I cannot possibly address the intricacies of each of the
many platforms developers use in building web applications,
but most of the issues you will face have nothing to do with your
underlying choice of platform. Whether written in .NET, Ruby, Java, PHP,
or anything else, web applications share a similar general
architecture—and architecture makes or breaks an application in the
cloud.
Figure 1
illustrates the generic application architecture that web applications
share.
You may move around or combine the boxes a bit, but you are
certain to have some kind of (most often scripting) language that
generates content from a combination of templates and data pulled from a
model backed by a database. The system updates the model through actions
that execute transactions against the model.
1. System State and Protecting Transactions
The defining issue in moving to the cloud is how your
application manages its state. Let’s look at the problem of booking a
room in a hotel.
The architecture from Figure 4-1 suggests that
you have represented the room and the hotel in a model. For the
purposes of this discussion, it does not matter whether you have a
tight separation between model, view, and data, or have mixed them to
some degree. The key point is that there is some representation of the
hotel and room data in your application space that mirrors their
respective states in the database.
How does the application state in the application tier change
between the time the user makes the request and the transaction is
changed in the database?
The process might look something like this basic
sequence:
Lock the data associated with the room.
Check the room to see whether it is currently
available.
If currently available, mark it as “booked” and thus no
longer available.
1.1. The problem with memory locks
You can implement this logic in many different ways, not
all of which will succeed in the cloud. A common Java approach that works well in a single-server
environment but fails in a multiserver context might use the
following code:
public void book(Customer customer, Room room, Date[] days)

• **RECORDED INFORMATION**:
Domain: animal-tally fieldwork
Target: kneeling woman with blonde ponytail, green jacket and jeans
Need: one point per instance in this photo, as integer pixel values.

• **REQUIRED WORK**:
1. Translate this sentence from the cloud architecture text into Spanish: "The defining issue in moving to the cloud is how your application manages its state."
2. Carry the text on web application architecture in the cloud forward from its final line.
The material has no connection to the text on cloud application architecture.

• **WRITTEN RESPONSES**:
1. La cuestión decisiva al trasladarse a la nube es cómo gestiona tu aplicación su estado.

2.
throws BookingException {
synchronized( room ) { // synchronized "locks" the room object
if( !room.isAvailable(days) ) {
throw new BookingException("Room unavailable.");
}
room.book(customer, days);
}
}
Because the code uses the Java locking keyword synchronized, no other threads in the current process can make changes
to the room object. If you are on a single server, this code will work
under any load supported by the server. Unfortunately, it will fail
miserably in a multiserver context.
The problem with this example is the memory-based lock that
the application grabs. If you had two clients making two separate
booking requests against the same server, Java would allow only one
of them to execute the synchronized block at a time. As a result,
you would not end up with a double booking.
On the other hand, if you had each customer making a request
against different servers (or even distinct processes on the same
server), the synchronized blocks on each server could execute
concurrently. As a result, the first customer to reach the room.book() call would lose his
reservation because it would be overwritten by the second. Figure 2 illustrates the
double-booking problem.
The non-Java way of expressing the problem is that if your
transactional logic uses memory-based locking to protect the
integrity of a transaction, that transaction will fail in a
multiserver environment—and thus it won’t be able to take advantage
of the cloud’s ability to dynamically scale application
processing.
One way around this problem is to use clustering technologies
or cross-server shared memory systems. Another way to approach the
problem is to treat the database as the authority on the state of
your system.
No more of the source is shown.